## START EXCERPT PROVIDED
Ordinary Heroes is a 1999 Hong Kong drama film directed and produced by Ann Hui. Based on real-life prototypes, the film focused on social activists in the 1970s and 1980s who fought defiantly against the British Colonial government for the rights of the Yau Ma Tei boat people and their mainland wives. Mostly leftists and Communist sympathisers, their despair after the 1989 Tiananmen Square massacre is also highlighted.

The Chinese title refers to a popular Teresa Teng song which played during the film. Ordinary Heroes was critically acclaimed, winning Best Picture at the 19th Hong Kong Film Awards and the 36th Golden Horse Awards in Taiwan, among others.

Cast
Loletta Lee as Sow Fung-tai (credited as Rachel Lee)
Lee Kim-yu as teenaged Sow Fung-tai
Lee Kang-sheng as Lee Siu-tung
Cheung Nga-kwan as teenaged Lee Siu-tung
Anthony Wong as Father Kam
Tse Kwan-ho as Yau Ming-foon
Paw Hee-ching as Lee's mother
Lawrence Ah Mon as police officer
Mok Chiu-yu as street performer
Ann Hui as director (cameo)

Awards
It won the prestigious Best Picture award at the 19th Hong Kong Film Awards, as well as five awards at the Golden Horse Film Festival, including Best Film. It was chosen as Hong Kong's official Best Foreign Language Film submission at the 72nd Academy Awards, but did not manage to receive a nomination. It was also entered into the 49th Berlin International Film Festival.
## END EXCERPT PROVIDED
## START LISTING
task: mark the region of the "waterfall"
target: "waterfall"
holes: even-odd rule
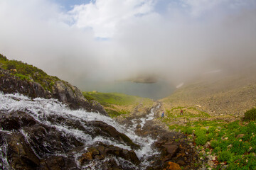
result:
[[[56,99],[46,99],[41,98],[31,99],[19,94],[4,94],[3,93],[0,93],[0,111],[1,114],[9,114],[17,111],[25,112],[29,114],[29,115],[37,122],[55,129],[61,134],[61,136],[71,137],[70,139],[74,139],[75,141],[78,141],[78,142],[82,143],[82,149],[73,154],[73,159],[75,159],[78,167],[82,169],[97,169],[103,167],[101,166],[104,166],[104,161],[110,159],[110,157],[106,157],[105,160],[92,160],[90,164],[85,164],[82,166],[79,164],[79,157],[81,156],[87,148],[93,146],[98,142],[101,142],[108,145],[114,145],[124,149],[132,149],[131,146],[112,137],[94,135],[97,129],[96,128],[88,125],[88,123],[90,121],[99,120],[104,122],[114,127],[120,133],[125,134],[133,142],[140,146],[139,149],[133,149],[140,160],[141,163],[139,165],[134,165],[127,160],[114,157],[114,159],[117,164],[122,164],[126,167],[129,167],[130,169],[145,169],[146,166],[149,166],[147,158],[159,154],[158,151],[151,146],[155,142],[155,140],[151,139],[149,137],[142,137],[137,135],[134,133],[136,126],[131,126],[129,128],[127,128],[123,125],[119,125],[112,118],[102,115],[98,113],[87,112],[82,109],[75,110],[70,110],[66,105],[60,103]],[[151,109],[151,113],[146,118],[142,120],[142,127],[144,126],[146,120],[151,120],[153,118],[154,114],[154,110]],[[75,125],[74,127],[74,125],[70,125],[70,124]],[[76,125],[78,128],[76,127]],[[28,143],[30,143],[31,146],[35,145],[31,143],[31,137],[33,137],[27,132],[26,128],[19,129],[18,132],[22,134]],[[15,130],[4,130],[0,126],[0,132],[11,134],[15,132]],[[72,146],[72,142],[73,142],[74,140],[69,142],[70,146]],[[50,147],[49,144],[50,144],[50,142],[41,142],[46,148]],[[0,162],[0,164],[2,164],[1,167],[6,167],[8,166],[6,143],[3,142],[0,144],[0,159],[1,159],[1,163]],[[36,147],[36,146],[34,146],[33,147]],[[38,158],[41,159],[43,157],[43,154],[38,153],[38,152],[36,152],[35,150],[36,149],[33,147],[32,147],[32,149],[34,149],[33,151]],[[70,147],[72,148],[72,147]],[[65,148],[63,149],[63,150],[65,149]],[[56,151],[53,154],[54,155],[68,157],[65,152],[61,152],[60,151]]]

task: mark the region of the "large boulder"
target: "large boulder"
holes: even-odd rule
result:
[[[107,145],[101,142],[98,146],[88,148],[87,152],[80,157],[79,162],[82,165],[94,159],[103,160],[110,155],[122,158],[134,164],[139,164],[140,162],[134,151]]]
[[[91,121],[88,123],[88,125],[98,128],[98,135],[107,136],[113,137],[117,141],[122,142],[123,143],[130,146],[132,149],[139,149],[139,146],[134,143],[126,135],[118,132],[114,127],[102,121]]]

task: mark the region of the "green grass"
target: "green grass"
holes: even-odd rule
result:
[[[256,169],[256,121],[197,121],[185,126],[174,125],[169,128],[194,134],[193,140],[199,150],[203,148],[201,151],[207,149],[217,156],[218,166],[213,169],[220,169],[223,166],[221,162],[228,165],[226,169]],[[239,134],[245,135],[238,138]],[[203,145],[208,141],[210,144],[206,148]]]
[[[89,101],[95,100],[105,106],[110,105],[138,105],[142,98],[129,96],[118,93],[101,93],[101,92],[82,92],[82,94]]]
[[[51,91],[55,83],[60,80],[56,76],[48,75],[43,70],[16,60],[9,60],[0,54],[0,67],[6,70],[11,70],[11,74],[21,80],[39,83],[45,90]],[[15,69],[15,71],[14,71]]]
[[[139,104],[148,108],[153,104],[149,98],[124,94],[85,91],[82,94],[89,101],[94,100],[100,102],[111,118],[129,114]]]

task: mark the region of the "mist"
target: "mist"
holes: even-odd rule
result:
[[[176,86],[256,63],[256,2],[0,1],[0,53],[90,90],[154,74]]]

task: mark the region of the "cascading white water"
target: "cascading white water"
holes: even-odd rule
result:
[[[147,157],[159,154],[156,149],[154,149],[151,147],[151,144],[155,142],[155,140],[150,137],[142,137],[137,135],[134,133],[135,127],[131,127],[130,128],[127,129],[124,126],[114,121],[110,118],[102,115],[100,113],[87,112],[84,110],[72,110],[67,108],[65,105],[60,103],[55,99],[37,98],[31,100],[31,98],[18,94],[4,94],[0,92],[0,110],[2,113],[11,113],[12,111],[24,111],[29,113],[35,120],[48,126],[54,127],[56,130],[63,134],[64,136],[72,135],[75,137],[77,140],[84,144],[85,149],[87,147],[91,146],[95,142],[100,141],[107,144],[112,144],[124,149],[131,150],[131,147],[124,143],[119,142],[118,141],[115,141],[105,137],[97,136],[95,137],[92,137],[82,130],[72,128],[63,124],[53,123],[53,122],[49,121],[48,118],[58,115],[61,116],[64,119],[68,119],[74,122],[80,121],[80,123],[83,125],[84,128],[88,131],[92,131],[92,128],[87,127],[82,123],[83,121],[88,122],[92,120],[100,120],[105,122],[116,128],[116,130],[119,132],[127,135],[134,143],[141,146],[139,149],[134,150],[138,158],[142,161],[142,164],[139,165],[140,169],[144,169],[148,166],[148,162],[146,162]],[[145,119],[142,120],[142,127],[146,120],[153,119],[152,116],[154,116],[154,111],[151,110],[150,115]],[[3,130],[0,130],[0,132],[1,131]],[[25,137],[26,140],[29,142],[30,137],[28,136],[26,132],[21,130],[21,132],[22,132]],[[4,162],[7,164],[7,161],[5,162],[6,159],[6,154],[4,153],[5,149],[6,146],[1,146],[0,157],[1,159],[4,160]],[[75,159],[78,159],[79,156],[80,156],[80,154],[78,153]],[[118,162],[118,164],[124,162],[124,160],[122,160],[122,159],[121,158],[115,159],[117,162]],[[99,165],[100,164],[100,161],[97,161],[98,162],[95,162],[97,161],[92,161],[90,165],[91,169],[93,169],[93,165],[97,164],[97,167],[99,167]],[[129,166],[133,167],[134,169],[139,169],[132,163],[129,164],[130,164]],[[85,165],[82,168],[86,169],[87,166],[88,165]]]

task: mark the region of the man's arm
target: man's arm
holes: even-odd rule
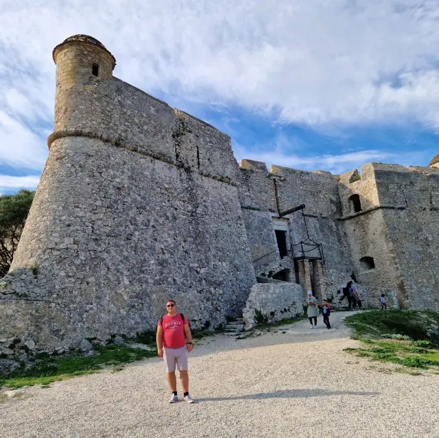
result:
[[[183,326],[183,329],[185,330],[185,336],[186,337],[186,341],[188,343],[187,345],[187,349],[189,352],[192,351],[192,333],[191,333],[191,328],[189,324],[185,324]]]
[[[161,326],[157,326],[156,342],[157,343],[157,352],[158,353],[158,356],[163,357],[163,328]]]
## END LISTING
• **SET PROBLEM**:
In the Ordinary Heroes text, which actor plays Father Kam?

• **FULL RESPONSE**:
Anthony Wong